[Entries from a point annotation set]
>>
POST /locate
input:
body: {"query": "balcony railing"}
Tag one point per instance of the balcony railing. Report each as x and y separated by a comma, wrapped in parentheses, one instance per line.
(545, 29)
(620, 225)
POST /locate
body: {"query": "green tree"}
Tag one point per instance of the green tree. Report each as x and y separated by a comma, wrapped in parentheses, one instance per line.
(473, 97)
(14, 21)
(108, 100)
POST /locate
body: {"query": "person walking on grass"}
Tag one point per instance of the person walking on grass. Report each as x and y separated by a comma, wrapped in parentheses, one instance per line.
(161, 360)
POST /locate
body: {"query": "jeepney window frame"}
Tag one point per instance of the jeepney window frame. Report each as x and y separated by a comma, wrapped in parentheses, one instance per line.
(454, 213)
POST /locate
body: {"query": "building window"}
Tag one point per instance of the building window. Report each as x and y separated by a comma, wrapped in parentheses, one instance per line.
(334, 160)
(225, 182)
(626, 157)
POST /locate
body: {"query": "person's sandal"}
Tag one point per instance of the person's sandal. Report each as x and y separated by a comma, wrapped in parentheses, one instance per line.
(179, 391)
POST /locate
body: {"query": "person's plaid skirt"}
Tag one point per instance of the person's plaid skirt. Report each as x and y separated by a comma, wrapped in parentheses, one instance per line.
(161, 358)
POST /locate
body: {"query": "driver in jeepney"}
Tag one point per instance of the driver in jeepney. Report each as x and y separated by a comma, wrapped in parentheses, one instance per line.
<<
*SHORT TASK*
Restate the whole listing exactly, leaving out nothing.

*TASK ANSWER*
POST /locate
input:
body: {"query": "balcony railing"}
Tag one point per instance of the balcony railing. Report each as x and y separated by a comma, wrapped in parentheses, one instance per line.
(545, 29)
(620, 225)
POST /locate
body: {"query": "green tree"}
Tag one point per instance of the green tree. Report each as x and y separated by a comma, wrapped in parentheses, one instance per line.
(473, 97)
(14, 21)
(108, 100)
POST /locate
body: {"query": "person walking on grass"}
Tag one point per instance of the person walking on grass. Report each as x and y separated by a comma, wrapped in parentheses, one instance per line.
(161, 360)
POST /locate
body: {"query": "jeepney window frame"}
Tag one point per instance of the jeepney window frame. Report each as x and y separated by a comma, wrapped in parentheses, one instance per line.
(454, 213)
POST /locate
body: {"query": "building window"}
Tag one point per instance of the building window. Report each as x and y separated by a comma, wrapped in parentheses, one instance per line.
(334, 160)
(225, 182)
(626, 157)
POST /locate
body: {"query": "person's sandal"}
Tag one point per instance of the person's sandal. Report each as x and y separated by a comma, wrapped in parentheses, one instance per line.
(179, 391)
POST /locate
body: {"query": "person's plaid skirt"}
Tag one point per instance of the person's plaid skirt. Report each as x and y separated by a comma, wrapped in parentheses, one instance per line.
(161, 358)
POST /locate
body: {"query": "driver in jeepney"}
Tag one point per instance of the driver in jeepney. Report each as x and y separated by a comma, wrapped in parentheses, one instance per line.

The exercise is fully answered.